| TEXTE PRÉSENTÉ |
========================================================================
Et c’est le retour dans le diocèse d’Autun : dans le cadre d’un dialogue avec l’évêque, le Père Lebrun j’avais par lettre conditionné ce retour à l’engagement du diocèse à ne jamais m’affecter à un ministère de prêtre-professeur dans l’un ou l’autre des établissements scolaires du diocèse, une affectation qui était relativement fréquente à l’époque. Le Père Lebrun en fut d’accord, et cet engagement de l’évêque me servit une fois pour refuser une affectation qui m’était proposée par son Conseil.
1957 : Vicaire à la paroisse Notre-Dame, à Autun
le curé était le chanoine Couette, l’autre vicaire étant Marcel Picardat. Puis, après l’unification des deux paroisses, la Cathédrale et Notre-Dame je devins vicaire des paroisses unies, avec par la suite la charge plus particulière de la Cathédrale avec résidence dans l’ancienne cure de la Cathédrale
A ce moment, il y eut aussi avec nous, dans l’équipe de prêtres, entre autres, Maurice Level, René Girard
A cette cure de la Cathédrale j’ai cohabité durant ces années-là avec le Père Deshaires, vicaire général et aussi avec le père Camille Biot, alors supérieur de Saint-Lazare, mais qui tous les deux avaient leur appartement privé dans la maison, une présence qui pour moi fut très positive.
========================================================================
| RELEVÉ |
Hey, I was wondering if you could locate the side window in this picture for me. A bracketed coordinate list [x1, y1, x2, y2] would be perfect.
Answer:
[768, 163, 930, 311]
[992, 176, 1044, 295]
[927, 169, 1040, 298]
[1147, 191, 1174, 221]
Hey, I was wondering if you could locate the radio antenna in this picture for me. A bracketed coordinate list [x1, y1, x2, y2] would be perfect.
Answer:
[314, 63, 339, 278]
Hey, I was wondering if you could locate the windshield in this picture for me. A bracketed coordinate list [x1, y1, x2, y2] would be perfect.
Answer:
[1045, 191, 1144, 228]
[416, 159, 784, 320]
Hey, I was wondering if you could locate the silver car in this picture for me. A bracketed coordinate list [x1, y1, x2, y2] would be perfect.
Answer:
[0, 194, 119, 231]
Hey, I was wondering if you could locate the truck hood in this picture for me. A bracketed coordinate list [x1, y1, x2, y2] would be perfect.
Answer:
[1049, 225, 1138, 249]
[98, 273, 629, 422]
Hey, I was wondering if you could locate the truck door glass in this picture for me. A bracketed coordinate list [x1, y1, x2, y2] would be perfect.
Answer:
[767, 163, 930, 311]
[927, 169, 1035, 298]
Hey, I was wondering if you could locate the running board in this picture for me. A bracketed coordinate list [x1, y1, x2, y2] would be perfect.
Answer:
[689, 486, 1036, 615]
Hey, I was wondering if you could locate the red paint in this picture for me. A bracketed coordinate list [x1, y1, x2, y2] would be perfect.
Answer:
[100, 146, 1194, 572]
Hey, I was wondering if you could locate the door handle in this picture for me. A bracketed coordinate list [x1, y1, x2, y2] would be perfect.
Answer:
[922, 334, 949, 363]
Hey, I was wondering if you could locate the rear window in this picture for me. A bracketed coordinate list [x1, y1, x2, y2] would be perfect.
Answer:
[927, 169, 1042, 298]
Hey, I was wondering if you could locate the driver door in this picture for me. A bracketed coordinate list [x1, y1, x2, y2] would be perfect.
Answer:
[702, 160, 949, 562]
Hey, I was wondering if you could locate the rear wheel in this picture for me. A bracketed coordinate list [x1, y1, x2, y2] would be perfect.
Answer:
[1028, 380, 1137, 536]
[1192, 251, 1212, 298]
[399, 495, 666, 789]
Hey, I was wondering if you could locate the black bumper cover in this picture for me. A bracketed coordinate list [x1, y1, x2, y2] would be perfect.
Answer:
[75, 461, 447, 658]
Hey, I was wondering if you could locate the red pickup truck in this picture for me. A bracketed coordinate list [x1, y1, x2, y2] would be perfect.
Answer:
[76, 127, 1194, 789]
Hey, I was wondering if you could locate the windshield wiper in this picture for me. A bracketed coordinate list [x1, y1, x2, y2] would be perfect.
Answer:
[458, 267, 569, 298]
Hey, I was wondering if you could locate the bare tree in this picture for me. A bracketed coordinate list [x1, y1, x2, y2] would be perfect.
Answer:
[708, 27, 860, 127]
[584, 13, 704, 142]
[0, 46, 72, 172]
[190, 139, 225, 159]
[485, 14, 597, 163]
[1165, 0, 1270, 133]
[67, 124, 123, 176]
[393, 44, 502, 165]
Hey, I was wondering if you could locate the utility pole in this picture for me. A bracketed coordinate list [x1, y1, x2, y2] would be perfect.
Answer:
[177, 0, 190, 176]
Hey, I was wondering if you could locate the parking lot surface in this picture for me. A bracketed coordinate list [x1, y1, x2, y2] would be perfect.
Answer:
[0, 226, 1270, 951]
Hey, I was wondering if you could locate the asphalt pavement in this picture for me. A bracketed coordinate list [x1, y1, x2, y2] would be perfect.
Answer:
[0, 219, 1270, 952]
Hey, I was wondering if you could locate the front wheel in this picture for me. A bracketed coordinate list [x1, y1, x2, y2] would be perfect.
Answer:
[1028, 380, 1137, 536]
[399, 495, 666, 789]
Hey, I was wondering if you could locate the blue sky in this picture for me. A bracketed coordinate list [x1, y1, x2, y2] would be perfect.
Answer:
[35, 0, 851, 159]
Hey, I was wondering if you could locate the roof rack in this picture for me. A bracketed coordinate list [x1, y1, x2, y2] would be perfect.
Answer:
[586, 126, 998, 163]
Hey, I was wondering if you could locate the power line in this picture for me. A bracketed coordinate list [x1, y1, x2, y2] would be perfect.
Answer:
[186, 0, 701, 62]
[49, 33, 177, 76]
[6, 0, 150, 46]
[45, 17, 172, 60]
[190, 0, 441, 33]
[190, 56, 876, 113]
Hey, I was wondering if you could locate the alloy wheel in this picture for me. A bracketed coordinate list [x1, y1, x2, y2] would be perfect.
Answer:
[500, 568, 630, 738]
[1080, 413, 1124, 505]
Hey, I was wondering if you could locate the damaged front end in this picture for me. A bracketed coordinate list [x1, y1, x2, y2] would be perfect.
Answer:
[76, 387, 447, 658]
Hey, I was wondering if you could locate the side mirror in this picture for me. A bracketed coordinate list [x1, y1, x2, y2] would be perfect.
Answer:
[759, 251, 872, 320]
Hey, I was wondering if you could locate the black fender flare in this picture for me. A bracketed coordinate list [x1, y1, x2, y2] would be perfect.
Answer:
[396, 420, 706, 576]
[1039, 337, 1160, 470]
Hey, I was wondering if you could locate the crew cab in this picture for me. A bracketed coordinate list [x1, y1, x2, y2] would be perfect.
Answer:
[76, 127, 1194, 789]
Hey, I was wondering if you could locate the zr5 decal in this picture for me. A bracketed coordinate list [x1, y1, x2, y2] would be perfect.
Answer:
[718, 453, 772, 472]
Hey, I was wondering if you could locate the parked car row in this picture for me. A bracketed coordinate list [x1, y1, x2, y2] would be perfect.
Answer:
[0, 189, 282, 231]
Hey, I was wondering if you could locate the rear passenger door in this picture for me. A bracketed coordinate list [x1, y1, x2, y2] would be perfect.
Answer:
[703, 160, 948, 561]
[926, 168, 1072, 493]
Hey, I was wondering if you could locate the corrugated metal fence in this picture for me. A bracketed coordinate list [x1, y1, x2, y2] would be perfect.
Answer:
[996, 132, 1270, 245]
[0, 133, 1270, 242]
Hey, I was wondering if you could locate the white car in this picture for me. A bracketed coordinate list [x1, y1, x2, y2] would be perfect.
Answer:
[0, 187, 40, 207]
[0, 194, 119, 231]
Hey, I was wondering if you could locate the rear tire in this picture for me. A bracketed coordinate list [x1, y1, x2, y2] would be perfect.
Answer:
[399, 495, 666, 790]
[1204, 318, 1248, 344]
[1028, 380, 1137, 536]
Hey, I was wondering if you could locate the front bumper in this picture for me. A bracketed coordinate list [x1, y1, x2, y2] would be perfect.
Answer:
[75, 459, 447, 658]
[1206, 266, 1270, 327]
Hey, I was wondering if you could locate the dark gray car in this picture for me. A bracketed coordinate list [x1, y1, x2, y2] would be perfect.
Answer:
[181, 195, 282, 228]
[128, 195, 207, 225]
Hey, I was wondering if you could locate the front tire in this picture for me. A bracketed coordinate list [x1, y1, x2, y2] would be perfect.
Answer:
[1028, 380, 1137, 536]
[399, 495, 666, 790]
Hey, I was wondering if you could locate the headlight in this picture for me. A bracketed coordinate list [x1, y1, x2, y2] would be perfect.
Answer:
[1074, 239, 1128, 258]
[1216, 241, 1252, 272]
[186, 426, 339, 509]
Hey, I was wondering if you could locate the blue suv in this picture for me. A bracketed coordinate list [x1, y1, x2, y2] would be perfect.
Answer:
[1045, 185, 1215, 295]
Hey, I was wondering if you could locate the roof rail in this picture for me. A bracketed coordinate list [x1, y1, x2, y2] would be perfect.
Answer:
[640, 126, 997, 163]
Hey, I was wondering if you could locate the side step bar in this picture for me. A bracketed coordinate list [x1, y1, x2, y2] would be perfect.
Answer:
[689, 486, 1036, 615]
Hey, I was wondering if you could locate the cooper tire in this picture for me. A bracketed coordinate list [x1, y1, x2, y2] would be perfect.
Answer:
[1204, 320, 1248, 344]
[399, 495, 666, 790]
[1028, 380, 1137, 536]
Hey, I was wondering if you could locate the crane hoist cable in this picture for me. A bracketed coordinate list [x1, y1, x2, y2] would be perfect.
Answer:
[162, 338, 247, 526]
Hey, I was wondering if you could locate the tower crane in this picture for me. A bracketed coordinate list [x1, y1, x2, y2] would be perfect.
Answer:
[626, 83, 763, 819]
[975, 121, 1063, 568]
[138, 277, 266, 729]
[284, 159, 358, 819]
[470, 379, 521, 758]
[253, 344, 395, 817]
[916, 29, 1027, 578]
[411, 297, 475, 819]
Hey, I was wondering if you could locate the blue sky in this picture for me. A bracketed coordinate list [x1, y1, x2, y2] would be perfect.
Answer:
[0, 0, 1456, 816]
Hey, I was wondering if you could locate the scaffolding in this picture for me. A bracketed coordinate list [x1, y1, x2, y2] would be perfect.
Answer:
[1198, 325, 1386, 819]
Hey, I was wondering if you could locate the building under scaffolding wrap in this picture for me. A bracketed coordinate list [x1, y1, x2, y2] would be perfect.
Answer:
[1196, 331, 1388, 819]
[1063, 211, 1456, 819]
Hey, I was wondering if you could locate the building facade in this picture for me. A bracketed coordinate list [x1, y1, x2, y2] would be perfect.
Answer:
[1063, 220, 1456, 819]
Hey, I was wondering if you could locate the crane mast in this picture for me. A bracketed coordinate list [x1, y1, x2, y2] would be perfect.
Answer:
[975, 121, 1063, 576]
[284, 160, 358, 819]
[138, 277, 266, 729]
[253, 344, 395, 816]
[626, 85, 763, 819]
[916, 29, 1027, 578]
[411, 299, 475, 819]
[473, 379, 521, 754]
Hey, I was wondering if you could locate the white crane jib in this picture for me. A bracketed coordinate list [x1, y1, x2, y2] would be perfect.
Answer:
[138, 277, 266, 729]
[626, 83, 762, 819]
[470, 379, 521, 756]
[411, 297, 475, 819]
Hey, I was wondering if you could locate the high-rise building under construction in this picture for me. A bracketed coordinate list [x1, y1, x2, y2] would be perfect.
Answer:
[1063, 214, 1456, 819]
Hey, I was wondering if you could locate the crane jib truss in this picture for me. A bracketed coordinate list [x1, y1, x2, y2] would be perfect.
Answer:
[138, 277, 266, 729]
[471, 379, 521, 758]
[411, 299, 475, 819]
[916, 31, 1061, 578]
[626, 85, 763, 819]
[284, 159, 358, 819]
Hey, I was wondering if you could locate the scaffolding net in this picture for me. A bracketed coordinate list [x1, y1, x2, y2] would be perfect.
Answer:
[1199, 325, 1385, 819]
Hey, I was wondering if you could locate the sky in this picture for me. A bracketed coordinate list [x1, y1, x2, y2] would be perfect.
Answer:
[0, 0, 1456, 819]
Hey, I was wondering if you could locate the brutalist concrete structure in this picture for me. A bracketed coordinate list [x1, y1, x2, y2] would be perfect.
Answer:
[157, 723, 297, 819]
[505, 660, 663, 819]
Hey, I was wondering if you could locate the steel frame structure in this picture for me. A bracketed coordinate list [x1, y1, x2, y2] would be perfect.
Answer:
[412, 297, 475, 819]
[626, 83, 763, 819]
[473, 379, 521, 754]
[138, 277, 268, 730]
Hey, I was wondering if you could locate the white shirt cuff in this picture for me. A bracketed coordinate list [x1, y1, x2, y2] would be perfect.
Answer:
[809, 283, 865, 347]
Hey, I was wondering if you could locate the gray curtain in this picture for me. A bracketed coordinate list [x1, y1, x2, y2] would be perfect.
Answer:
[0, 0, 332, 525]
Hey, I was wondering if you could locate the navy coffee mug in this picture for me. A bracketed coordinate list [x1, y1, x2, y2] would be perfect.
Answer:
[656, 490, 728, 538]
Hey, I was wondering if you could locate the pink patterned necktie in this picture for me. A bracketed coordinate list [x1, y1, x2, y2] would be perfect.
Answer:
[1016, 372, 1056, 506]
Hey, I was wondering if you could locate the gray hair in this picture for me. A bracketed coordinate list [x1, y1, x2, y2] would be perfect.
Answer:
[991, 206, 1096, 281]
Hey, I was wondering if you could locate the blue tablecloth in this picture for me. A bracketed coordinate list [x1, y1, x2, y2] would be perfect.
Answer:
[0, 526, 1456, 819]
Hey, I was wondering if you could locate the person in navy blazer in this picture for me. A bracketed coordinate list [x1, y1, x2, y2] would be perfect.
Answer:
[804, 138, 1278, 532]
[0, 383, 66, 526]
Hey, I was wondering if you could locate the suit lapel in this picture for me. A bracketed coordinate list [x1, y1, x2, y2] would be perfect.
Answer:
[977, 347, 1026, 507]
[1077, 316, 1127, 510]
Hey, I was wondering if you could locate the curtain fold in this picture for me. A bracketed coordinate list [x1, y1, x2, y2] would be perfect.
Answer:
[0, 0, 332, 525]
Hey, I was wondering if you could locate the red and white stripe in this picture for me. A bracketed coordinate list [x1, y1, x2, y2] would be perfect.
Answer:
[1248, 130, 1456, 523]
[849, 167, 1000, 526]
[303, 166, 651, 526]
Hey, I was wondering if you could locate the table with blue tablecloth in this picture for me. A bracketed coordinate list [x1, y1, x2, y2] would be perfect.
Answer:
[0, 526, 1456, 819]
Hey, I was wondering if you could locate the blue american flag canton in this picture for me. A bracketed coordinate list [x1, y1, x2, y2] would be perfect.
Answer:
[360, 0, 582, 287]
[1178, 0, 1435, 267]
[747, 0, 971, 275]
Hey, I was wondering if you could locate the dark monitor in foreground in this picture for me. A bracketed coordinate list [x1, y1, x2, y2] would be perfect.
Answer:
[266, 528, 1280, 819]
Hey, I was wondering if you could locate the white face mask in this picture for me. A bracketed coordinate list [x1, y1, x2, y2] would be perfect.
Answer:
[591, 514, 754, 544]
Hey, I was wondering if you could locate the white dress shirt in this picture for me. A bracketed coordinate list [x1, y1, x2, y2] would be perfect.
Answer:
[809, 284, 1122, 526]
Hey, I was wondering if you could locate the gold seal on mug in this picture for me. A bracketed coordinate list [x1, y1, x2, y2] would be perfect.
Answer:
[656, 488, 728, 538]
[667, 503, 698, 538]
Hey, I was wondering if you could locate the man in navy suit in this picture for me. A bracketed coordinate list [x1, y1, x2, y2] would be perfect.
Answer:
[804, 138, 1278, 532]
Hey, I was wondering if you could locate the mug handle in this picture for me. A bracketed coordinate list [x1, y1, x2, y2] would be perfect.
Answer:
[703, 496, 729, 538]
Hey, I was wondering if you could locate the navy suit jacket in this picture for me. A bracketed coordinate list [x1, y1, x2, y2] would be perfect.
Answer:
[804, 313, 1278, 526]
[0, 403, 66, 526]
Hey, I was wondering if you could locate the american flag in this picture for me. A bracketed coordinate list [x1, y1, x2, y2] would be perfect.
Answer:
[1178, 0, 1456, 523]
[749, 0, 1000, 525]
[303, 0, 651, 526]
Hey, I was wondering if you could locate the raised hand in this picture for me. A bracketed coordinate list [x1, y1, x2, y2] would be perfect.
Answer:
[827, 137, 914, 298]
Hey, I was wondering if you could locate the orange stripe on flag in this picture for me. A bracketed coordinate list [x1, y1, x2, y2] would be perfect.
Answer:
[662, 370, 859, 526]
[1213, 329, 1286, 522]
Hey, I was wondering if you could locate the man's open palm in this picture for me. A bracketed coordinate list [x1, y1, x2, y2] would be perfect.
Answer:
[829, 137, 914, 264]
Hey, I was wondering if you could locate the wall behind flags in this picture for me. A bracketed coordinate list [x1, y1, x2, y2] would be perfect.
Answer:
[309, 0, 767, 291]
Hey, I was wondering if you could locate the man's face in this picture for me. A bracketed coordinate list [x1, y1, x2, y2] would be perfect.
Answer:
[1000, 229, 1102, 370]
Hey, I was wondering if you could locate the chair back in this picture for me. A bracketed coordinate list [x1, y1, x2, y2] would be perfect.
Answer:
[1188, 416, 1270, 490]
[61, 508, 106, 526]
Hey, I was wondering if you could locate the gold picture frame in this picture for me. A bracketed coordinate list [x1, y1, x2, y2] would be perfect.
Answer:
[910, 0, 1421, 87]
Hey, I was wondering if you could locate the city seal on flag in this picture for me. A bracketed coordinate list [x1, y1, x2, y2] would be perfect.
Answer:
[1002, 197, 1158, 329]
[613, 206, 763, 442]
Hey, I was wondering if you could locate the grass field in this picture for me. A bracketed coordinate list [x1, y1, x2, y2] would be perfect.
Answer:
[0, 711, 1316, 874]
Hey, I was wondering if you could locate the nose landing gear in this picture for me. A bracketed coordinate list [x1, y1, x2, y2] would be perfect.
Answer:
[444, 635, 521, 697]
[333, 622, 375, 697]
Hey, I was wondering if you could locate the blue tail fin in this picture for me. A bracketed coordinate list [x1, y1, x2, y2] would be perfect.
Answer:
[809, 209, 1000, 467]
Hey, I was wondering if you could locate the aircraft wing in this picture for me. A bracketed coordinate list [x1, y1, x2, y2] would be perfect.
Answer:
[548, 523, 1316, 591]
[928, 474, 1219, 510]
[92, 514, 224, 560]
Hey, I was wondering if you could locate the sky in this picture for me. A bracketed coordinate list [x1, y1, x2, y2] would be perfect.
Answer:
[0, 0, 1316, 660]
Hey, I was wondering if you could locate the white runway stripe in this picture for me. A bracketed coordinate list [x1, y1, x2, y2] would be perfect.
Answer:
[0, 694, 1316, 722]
========================================================================
| DÉFI 1 |
Répondez à ces questions d'après le texte présenté :
(a) Qui était le curé de la paroisse Notre-Dame en 1957 ?
(b) Quelle fonction occupait le Père Deshaires ?
(c) À quel ministère le diocèse s'était-il engagé à ne jamais affecter l'auteur de la lettre ?
| DÉFI 2 |
Modifiez le texte présenté : recopiez la partie qui s'ouvre sur les mots contenant « 1957 : Vicaire » et se ferme sur « fut très positive. », en y remplaçant « vicaire général » par « économe diocésain ».
Les entrées n'ont aucun rapport avec le texte présenté.

| RÉSULTAT DE L'EXERCICE 1 |
(a) Le chanoine Couette.
(b) Il était vicaire général.
(c) À un ministère de prêtre-professeur dans l'un ou l'autre des établissements scolaires du diocèse.

| RÉSULTAT DE L'EXERCICE 2 |
1957 : Vicaire à la paroisse Notre-Dame, à Autun
le curé était le chanoine Couette, l’autre vicaire étant Marcel Picardat. Puis, après l’unification des deux paroisses, la Cathédrale et Notre-Dame je devins vicaire des paroisses unies, avec par la suite la charge plus particulière de la Cathédrale avec résidence dans l’ancienne cure de la Cathédrale
A ce moment, il y eut aussi avec nous, dans l’équipe de prêtres, entre autres, Maurice Level, René Girard
A cette cure de la Cathédrale j’ai cohabité durant ces années-là avec le Père Deshaires, économe diocésain et aussi avec le père Camille Biot, alors supérieur de Saint-Lazare, mais qui tous les deux avaient leur appartement privé dans la maison, une présence qui pour moi fut très positive.